◆ Records supplied ◆
------------------------------------------------------------------------
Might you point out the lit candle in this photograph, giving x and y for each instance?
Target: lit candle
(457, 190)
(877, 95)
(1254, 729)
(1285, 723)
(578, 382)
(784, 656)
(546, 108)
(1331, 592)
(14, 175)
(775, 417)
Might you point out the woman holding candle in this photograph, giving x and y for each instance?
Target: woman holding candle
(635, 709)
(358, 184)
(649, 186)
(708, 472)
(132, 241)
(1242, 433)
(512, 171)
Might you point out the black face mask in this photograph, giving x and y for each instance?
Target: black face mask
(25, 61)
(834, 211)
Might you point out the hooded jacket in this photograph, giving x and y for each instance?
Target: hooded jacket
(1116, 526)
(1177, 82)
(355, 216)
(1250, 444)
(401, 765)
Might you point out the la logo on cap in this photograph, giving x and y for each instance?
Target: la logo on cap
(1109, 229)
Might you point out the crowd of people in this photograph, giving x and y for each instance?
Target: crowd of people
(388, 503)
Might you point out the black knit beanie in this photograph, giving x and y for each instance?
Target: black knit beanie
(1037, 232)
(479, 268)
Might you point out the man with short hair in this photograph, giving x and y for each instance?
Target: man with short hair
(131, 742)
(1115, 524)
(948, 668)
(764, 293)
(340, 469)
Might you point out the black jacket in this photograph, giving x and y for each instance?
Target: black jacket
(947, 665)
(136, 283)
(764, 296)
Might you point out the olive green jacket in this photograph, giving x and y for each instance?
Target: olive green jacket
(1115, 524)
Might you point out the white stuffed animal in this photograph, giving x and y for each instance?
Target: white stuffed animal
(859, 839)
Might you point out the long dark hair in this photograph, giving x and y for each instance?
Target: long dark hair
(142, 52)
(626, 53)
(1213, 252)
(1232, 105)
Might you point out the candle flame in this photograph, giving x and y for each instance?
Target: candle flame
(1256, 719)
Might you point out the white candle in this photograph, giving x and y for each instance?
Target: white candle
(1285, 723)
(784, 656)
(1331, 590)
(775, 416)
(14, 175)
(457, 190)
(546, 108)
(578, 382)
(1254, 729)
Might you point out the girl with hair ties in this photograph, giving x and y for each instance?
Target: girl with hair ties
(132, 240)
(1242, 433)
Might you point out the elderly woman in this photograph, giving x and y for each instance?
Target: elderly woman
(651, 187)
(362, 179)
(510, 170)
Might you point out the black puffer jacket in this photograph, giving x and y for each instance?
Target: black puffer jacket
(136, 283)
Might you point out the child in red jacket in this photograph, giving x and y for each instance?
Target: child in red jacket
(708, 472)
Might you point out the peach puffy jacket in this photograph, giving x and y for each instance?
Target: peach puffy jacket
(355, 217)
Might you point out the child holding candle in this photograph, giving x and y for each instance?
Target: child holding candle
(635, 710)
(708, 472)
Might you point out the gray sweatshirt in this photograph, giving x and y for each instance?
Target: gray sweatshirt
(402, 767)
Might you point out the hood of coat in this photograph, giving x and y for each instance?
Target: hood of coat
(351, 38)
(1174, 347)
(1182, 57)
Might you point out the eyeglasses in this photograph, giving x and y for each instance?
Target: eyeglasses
------------------------------------------------------------------------
◆ What you have to do ◆
When you reach the line with "Target: olive green jacket" in the records above, start writing out lines exactly, and stop once the line with "Might you point out the long" has been written; include nothing else.

◆ Solution to this problem ◆
Target: olive green jacket
(1115, 524)
Might you point out the white stuffed animal in this photograph, giving x and y for each instance?
Target: white stuffed animal
(859, 839)
Might you point out the long dark hair in this photograph, giving x and y for each instance?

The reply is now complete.